▶ **PASSAGE SHOWN**:
===
The Bell-Spalding House, also known as the Tuomy House, is a single-family home located at 2117 Washtenaw Avenue in Ann Arbor, Michigan. It was listed on the National Register of Historic Places in 1990.

==History==
Beginning in 1853, George W. and Jane E. Bell consolidated a number of smaller parcels into a larger farmstead. Most likely in 1854, the couple built a small Greek Revival farmhouse that is now the rear ell of the current building. In 1859, the Bells sold their property to Ransom and Hariot Richards, who in turn sold it to David and Julia Henning in 1863. The Hennings sold the portion of the land which included this house to Frederick A. and Almina S. Spalding (or Spaulding) in 1864. Frederick Spalding was born in about 1800 in Cayuga County, New York and his wife, Almina Shaw, was born in about 1818. They lived in New York until 1863 or 1864, when they moved to this property.

Soon after purchasing the property, the Spaldings constructed the Italianate dwelling that comprises most of the current house, attaching it to the already-extant Greek Revival house. The Spaldings devoted themselves to farming the property, living here until Frederick's death in 1874. Their sons, Frederick Jr, and Volney, established themselves in the Ann Arbor community. Frederick Spalding Jr graduated from the University of Michigan medical school and set up a practice in Ann Arbor, and Volney Spalding became a botany professor at the University, as well as the founder of the University Botanical Gardens. After Frederick Sr's death, Almina moved in with her son Frederick Jr until her own death in 1889.

After Frederick Sr's death in 1874, the farmstead was purchased by brothers Patrick and Cornelius L. Tuomy, with Cornelius farming the land and taking up residence in the house. The Tuomys were sons of Irish immigrants who had settled in Washtenaw County in 1835. Cornelius farmed the land as a bachelor until his marriage to Julia Ann Kearney ("a woman of rare intelligence, social power, and popularity") in 1885. They raised three children: Bill, Kathryn, and Thomas, and lived in the house until Cornelius's death in 1912. Thomas died in 1918, and when Bill returned from World War I in 1919, he and Kathryn went into the real estate business, developing some of the farmstead.
===
▶ **GIVEN RECORDS**:
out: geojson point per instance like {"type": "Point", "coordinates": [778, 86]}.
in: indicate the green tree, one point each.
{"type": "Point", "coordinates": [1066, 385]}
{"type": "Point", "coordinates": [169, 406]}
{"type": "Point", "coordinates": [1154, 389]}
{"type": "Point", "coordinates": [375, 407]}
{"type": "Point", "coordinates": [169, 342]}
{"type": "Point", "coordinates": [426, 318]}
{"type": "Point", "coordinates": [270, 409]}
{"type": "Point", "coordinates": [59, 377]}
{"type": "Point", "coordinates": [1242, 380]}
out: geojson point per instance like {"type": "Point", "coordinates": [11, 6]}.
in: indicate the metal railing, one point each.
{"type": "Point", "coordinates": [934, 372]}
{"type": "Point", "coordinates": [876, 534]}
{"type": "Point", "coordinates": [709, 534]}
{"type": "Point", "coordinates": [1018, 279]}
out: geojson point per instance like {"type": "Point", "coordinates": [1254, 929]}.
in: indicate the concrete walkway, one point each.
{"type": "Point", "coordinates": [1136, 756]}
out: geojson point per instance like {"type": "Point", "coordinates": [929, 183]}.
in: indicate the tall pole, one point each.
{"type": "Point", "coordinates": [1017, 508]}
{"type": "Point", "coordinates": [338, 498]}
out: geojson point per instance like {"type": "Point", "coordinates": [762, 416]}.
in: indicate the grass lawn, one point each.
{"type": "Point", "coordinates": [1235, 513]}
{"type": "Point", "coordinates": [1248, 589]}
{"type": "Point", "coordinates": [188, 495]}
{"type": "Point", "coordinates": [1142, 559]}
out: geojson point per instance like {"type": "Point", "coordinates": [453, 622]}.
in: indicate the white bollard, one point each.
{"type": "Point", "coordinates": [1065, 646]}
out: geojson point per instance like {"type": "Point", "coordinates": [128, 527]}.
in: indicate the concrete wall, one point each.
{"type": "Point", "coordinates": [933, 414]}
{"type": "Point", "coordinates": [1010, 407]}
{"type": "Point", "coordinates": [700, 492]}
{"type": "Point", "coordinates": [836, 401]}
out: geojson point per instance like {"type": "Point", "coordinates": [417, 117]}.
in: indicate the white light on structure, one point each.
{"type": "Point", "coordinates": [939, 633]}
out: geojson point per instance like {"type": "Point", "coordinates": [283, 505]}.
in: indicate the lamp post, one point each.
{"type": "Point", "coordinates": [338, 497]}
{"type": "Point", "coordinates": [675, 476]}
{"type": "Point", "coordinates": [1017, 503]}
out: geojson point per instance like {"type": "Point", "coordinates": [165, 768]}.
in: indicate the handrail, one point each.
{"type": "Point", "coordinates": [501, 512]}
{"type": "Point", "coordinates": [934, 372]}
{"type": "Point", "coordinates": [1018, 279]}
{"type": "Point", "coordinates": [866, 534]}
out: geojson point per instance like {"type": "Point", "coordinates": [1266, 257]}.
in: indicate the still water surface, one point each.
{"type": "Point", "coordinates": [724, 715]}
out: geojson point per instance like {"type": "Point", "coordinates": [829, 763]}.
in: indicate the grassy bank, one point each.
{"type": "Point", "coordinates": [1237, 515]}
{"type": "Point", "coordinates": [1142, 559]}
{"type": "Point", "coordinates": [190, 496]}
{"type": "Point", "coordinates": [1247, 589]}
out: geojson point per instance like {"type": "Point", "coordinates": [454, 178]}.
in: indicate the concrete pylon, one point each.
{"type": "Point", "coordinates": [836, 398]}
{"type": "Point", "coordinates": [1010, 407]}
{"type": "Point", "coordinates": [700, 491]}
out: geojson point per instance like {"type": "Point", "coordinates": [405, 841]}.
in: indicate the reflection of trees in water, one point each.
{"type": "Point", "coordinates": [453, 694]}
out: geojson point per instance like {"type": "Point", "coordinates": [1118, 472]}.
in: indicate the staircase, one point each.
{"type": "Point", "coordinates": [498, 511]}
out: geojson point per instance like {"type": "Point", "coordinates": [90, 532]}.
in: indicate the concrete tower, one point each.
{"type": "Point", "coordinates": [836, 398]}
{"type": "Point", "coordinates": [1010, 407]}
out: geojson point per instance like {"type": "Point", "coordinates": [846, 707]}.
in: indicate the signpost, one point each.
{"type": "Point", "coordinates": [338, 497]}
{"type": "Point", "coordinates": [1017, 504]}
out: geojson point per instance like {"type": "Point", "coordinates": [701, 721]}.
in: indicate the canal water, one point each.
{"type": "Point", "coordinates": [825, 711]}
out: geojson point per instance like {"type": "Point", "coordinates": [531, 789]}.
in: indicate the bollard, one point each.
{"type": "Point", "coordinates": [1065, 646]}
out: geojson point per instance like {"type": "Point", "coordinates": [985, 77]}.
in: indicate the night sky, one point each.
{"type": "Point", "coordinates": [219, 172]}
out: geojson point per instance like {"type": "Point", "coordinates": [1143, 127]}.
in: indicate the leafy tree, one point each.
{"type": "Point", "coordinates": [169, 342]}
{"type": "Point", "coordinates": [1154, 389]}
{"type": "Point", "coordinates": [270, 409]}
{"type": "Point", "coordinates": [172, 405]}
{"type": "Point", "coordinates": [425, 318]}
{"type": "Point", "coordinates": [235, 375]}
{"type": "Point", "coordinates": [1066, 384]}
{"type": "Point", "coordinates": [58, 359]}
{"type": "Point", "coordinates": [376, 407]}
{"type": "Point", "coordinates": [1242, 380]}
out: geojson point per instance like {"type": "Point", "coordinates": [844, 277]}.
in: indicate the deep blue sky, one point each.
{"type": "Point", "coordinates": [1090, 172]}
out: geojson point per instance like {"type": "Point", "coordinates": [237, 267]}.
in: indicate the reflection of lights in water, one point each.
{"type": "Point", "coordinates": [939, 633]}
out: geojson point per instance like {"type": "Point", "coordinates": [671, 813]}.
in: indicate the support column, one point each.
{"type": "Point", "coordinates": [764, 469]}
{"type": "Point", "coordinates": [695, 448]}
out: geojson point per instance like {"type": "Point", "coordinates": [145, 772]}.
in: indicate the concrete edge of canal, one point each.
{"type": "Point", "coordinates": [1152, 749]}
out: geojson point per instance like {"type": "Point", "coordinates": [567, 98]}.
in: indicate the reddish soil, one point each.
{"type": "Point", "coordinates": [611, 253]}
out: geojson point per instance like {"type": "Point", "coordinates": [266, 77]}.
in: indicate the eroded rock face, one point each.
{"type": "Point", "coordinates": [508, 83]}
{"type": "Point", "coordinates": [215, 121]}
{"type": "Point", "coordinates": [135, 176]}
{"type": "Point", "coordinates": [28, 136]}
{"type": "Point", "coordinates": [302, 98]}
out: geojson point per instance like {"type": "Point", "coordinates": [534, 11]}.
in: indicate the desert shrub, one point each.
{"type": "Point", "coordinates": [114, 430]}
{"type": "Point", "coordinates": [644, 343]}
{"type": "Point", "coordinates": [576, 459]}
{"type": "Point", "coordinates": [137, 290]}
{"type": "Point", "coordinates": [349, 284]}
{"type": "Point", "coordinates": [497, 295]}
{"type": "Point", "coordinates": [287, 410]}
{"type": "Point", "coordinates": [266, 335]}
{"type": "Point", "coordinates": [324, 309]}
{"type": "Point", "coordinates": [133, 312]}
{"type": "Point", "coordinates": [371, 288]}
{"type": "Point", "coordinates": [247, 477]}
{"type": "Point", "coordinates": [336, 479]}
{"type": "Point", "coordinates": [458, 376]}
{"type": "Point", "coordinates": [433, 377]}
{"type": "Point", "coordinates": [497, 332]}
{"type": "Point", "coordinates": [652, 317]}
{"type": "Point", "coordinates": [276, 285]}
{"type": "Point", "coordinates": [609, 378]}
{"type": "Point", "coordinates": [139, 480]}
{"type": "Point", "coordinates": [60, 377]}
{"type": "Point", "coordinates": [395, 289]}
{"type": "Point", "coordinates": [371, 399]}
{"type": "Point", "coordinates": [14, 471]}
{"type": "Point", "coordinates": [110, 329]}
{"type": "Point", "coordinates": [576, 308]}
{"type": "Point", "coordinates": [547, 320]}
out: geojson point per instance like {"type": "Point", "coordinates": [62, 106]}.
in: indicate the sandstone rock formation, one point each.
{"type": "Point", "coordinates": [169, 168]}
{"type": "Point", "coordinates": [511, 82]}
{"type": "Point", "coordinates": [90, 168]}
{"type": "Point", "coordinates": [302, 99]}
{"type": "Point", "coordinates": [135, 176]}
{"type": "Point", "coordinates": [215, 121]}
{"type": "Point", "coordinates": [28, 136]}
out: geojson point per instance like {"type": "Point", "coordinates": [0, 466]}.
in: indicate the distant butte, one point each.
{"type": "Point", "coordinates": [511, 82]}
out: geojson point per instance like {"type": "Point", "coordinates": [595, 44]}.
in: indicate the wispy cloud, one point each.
===
▶ **REQUIREMENT A**: According to the passage on the Bell-Spalding House, what did Volney Spalding found?
▶ **REQUIREMENT B**: Carry on the passage about the Bell-Spalding House from where it stops.
The entries are separate material from the passage on the Bell-Spalding House.

▶ **EXPECTED OUTPUT A**: The University Botanical Gardens.

▶ **EXPECTED OUTPUT B**:
Kathryn Tuomy died in 1965 and Bill Tuomy followed in 1966. The house and two surrounding acres were transferred to the University of Michigan, for use as the headquarters of the Historical Society of Michigan and the Academy of Arts, Science and Letters. In 1982, the ownership of the house was transferred to the Society outright. In 2007 the Society sold it to a private owner.

==Description==
The Bell-Spalding House was built in two primary sections. The original portion, from about 1854, is a one-and-one-half-story timber-framed Greek Revival structure. The main portion, from about 1864, is a two-story, three-bay, Italianate structure. Further, single-story additions surround the 1854 section.

The original 1854 section is timber-framed and wood-sheathed on a fieldstone foundation coated with cement. The original center entrance with flanking sidelights is still located within the house. The house likely originally had first floor windows and a single-story porch, but these are now covered over with additions. However, the front facade's three frieze windows, board-and-batten siding, and eavesline, and gable roof are all still visible.

The 1864 Italianate addition is a balloon-framed structure covered with clapboard with a hipped roof. It sits on a fieldstone foundation coated with cement. It has a center double-door entryway flanked with pairs of four-over-four, double-hung sash window units with pediments above and kickplates below. The siding is tongue-and-groove rather than clapboard on the first floor level. A porch spans the width of the first floor. The second floor contains three evenly spaced pairs of four-over-four double-hung sash window units similar to those on the first floor.

Other additions, likely also from 1864, surround the 1854 house. These are single-story, shed-roofed extensions with double-hung windows.